**Aim 1**:
Transcribe the recipe FAQ from "- → What can" to "the summer months.".

**Text extract**:
=-=-=-=-=

Frequently Asked Questions About Recipes
- → Can I prepare the honey mustard dressing ahead of time?
Yes, the honey mustard dressing can be prepared up to 3-4 days ahead of time. Store it in an airtight container in the refrigerator. Give it a good shake or stir before using, as some separation may occur. Making it ahead allows the flavors to meld together even better.
- → How can I make this salad dairy-free?
To make this salad dairy-free, use a plain unsweetened dairy-free yogurt alternative (like coconut, almond, or soy-based yogurt) in place of Greek yogurt in the dressing. Also, omit the gorgonzola cheese from the salad or replace it with a dairy-free cheese alternative if desired.
- → Can I use chicken thighs instead of chicken breasts?
Absolutely! Boneless, skinless chicken thighs work wonderfully in this salad. They tend to be more flavorful and remain juicier when grilled. Adjust cooking time accordingly as thighs may take slightly less time to cook through to 165°F internal temperature.
- → Is marinating the chicken necessary?
While marinating adds significant flavor, it's not absolutely necessary. If you're short on time, you can simply season the chicken with salt and pepper before grilling. However, even a quick 15-minute marinade will enhance the flavor compared to no marinade at all.
- → What can I substitute for blueberries if they're not in season?
If blueberries aren't in season, you can substitute other berries like strawberries or raspberries. Sliced apples, pears, or mandarin orange segments also work beautifully. For a different twist, try diced mango or peaches in the summer months.
- → How do I store leftovers of this salad?
For best results, store the components separately. Keep the grilled chicken, dressing, and salad ingredients in separate containers in the refrigerator. The chicken and dressing will keep for 3-4 days. Assemble just before serving to maintain the crispness of the lettuce and prevent sogginess.

=-=-=-=-=

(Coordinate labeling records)
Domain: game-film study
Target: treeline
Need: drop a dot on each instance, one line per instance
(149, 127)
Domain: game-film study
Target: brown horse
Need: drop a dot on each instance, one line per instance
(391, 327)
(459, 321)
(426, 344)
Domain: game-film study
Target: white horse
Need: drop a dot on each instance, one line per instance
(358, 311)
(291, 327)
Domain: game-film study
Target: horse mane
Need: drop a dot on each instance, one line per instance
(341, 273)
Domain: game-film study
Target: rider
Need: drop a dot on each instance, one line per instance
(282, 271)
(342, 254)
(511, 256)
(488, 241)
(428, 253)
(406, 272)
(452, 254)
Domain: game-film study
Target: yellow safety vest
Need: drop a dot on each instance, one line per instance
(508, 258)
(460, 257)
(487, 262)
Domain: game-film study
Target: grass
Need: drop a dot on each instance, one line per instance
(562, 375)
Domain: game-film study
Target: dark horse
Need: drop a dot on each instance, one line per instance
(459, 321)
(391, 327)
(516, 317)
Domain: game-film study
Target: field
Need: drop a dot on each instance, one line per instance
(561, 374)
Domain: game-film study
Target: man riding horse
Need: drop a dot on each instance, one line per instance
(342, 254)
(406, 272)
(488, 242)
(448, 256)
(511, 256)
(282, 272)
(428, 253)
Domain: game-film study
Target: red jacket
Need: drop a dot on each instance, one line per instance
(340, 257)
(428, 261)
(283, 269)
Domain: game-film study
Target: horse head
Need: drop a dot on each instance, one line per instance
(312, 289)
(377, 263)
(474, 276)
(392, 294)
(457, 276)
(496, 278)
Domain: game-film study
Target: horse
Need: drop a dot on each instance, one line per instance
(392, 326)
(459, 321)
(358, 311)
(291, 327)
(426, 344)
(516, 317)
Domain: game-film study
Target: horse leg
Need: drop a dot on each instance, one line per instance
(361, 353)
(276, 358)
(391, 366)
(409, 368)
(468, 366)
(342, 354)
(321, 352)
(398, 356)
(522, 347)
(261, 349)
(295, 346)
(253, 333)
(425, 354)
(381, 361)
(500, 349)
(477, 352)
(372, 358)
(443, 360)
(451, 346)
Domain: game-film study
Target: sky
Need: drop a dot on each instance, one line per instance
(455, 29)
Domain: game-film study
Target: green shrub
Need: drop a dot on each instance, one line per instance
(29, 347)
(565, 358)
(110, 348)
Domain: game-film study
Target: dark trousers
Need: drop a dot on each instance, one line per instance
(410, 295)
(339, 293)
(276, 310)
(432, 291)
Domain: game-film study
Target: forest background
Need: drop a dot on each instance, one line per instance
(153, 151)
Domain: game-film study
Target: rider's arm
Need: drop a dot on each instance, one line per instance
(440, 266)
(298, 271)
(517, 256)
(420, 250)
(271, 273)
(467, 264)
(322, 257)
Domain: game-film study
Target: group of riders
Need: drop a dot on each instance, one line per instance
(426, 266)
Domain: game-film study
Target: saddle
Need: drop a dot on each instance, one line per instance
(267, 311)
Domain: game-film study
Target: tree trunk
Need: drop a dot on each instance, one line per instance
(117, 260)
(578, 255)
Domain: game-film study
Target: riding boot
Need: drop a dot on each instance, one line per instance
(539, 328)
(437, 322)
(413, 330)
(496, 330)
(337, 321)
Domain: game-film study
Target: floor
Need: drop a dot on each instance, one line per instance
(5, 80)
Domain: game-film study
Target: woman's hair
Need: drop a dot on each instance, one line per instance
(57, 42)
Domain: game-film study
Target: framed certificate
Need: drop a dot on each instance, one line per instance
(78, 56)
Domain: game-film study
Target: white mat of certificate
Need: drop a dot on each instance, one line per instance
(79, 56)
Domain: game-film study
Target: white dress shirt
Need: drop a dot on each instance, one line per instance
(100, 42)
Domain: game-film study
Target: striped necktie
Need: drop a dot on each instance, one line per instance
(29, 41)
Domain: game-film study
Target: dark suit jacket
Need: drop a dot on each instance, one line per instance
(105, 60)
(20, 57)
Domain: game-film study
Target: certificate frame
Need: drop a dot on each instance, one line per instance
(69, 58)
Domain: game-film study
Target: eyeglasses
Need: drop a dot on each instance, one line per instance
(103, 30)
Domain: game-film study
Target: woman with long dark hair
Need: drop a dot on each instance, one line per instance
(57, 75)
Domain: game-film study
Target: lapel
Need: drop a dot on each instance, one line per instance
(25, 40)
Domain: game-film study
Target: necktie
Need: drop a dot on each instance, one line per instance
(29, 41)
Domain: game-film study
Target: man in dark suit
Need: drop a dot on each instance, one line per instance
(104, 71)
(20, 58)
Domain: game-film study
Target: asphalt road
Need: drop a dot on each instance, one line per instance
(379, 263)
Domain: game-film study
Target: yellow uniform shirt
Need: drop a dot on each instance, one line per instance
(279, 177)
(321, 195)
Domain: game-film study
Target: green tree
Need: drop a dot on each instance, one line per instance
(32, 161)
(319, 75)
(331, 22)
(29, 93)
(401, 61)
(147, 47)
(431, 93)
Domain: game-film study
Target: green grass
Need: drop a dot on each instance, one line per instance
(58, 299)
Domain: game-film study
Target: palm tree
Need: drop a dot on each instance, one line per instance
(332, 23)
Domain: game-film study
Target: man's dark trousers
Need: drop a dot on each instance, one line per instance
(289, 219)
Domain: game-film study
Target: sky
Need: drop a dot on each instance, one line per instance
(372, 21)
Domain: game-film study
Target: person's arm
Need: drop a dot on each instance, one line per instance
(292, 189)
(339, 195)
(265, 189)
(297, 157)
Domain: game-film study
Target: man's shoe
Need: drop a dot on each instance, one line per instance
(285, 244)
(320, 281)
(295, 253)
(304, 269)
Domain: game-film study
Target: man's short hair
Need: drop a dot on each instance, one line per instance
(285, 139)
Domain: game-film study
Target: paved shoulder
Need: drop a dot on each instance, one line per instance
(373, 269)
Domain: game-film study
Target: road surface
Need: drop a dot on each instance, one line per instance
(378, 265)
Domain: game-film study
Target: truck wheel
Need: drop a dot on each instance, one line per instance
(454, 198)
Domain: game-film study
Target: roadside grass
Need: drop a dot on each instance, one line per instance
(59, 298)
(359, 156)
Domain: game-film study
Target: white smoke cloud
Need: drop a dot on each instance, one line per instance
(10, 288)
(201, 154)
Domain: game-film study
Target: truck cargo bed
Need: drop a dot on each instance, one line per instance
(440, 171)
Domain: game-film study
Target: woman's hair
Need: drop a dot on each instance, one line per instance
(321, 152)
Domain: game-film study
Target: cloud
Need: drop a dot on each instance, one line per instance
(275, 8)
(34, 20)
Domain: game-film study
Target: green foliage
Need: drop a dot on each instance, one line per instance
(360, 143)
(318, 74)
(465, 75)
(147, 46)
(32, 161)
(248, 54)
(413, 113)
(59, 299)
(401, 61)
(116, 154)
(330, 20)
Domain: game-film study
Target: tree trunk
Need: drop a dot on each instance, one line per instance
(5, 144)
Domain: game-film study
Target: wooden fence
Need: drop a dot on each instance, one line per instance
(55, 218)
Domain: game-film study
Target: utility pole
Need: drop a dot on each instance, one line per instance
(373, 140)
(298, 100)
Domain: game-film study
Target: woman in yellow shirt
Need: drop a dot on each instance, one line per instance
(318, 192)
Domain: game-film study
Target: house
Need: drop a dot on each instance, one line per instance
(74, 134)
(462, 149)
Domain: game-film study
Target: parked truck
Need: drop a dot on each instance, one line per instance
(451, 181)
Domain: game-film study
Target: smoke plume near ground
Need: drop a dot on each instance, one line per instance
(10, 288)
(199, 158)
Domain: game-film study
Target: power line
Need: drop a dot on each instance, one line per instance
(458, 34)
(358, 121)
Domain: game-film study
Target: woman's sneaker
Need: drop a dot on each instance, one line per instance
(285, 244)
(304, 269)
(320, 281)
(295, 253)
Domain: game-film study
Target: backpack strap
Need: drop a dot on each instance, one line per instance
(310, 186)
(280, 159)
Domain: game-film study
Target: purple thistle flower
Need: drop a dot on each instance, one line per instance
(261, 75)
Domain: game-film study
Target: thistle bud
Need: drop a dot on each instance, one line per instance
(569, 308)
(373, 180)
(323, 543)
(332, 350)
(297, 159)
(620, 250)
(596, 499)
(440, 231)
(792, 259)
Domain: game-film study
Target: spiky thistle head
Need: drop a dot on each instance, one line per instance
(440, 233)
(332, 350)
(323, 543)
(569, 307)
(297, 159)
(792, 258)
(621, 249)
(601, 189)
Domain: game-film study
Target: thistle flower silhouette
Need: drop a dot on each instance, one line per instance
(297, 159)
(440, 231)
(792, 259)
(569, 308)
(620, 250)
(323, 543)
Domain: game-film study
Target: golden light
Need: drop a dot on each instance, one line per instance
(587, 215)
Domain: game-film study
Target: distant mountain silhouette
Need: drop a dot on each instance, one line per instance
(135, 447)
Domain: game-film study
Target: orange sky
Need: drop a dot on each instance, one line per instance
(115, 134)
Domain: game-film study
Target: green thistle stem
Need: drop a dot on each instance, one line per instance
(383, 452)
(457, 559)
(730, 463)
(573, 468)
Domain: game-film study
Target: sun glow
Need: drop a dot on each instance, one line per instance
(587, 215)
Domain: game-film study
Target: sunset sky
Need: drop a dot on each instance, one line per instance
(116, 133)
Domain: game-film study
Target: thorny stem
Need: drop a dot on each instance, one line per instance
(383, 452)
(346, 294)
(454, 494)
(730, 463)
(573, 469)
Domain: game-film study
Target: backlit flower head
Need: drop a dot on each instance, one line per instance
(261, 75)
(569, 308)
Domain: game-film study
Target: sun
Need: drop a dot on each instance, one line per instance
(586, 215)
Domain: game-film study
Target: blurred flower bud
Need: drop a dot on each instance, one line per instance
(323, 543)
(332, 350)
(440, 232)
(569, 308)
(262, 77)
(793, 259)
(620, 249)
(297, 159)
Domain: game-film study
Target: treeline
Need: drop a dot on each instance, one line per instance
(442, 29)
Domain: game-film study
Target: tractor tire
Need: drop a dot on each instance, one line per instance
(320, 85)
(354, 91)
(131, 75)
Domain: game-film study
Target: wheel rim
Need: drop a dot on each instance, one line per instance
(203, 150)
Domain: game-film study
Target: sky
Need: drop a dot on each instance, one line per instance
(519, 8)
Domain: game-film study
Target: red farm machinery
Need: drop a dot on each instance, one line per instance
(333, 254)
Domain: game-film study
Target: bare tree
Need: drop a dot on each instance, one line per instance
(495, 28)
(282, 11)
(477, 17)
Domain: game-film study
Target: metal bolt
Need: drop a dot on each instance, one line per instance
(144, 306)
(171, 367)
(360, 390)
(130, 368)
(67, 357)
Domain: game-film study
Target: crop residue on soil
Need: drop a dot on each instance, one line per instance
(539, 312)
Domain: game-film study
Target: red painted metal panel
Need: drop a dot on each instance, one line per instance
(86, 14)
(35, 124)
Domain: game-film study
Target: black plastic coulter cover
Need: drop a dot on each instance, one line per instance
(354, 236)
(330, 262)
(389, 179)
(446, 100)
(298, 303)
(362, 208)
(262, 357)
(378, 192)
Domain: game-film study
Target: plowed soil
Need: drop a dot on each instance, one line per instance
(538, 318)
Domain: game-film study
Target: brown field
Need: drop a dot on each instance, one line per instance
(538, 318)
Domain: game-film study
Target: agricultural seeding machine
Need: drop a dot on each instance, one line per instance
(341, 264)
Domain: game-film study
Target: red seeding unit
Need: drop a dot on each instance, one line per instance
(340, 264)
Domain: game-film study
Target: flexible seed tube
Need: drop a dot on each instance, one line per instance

=-=-=-=-=

**Aim 2**:
Pull out each line of the records that contains the string "horse", matching case exactly.

**Exercise response 1**:
- → What can I substitute for blueberries if they're not in season?
If blueberries aren't in season, you can substitute other berries like strawberries or raspberries. Sliced apples, pears, or mandarin orange segments also work beautifully. For a different twist, try diced mango or peaches in the summer months.

**Exercise response 2**:
Target: brown horse
Target: white horse
Target: horse mane
Target: dark horse
Target: man riding horse
Target: horse head
Target: horse
Target: horse leg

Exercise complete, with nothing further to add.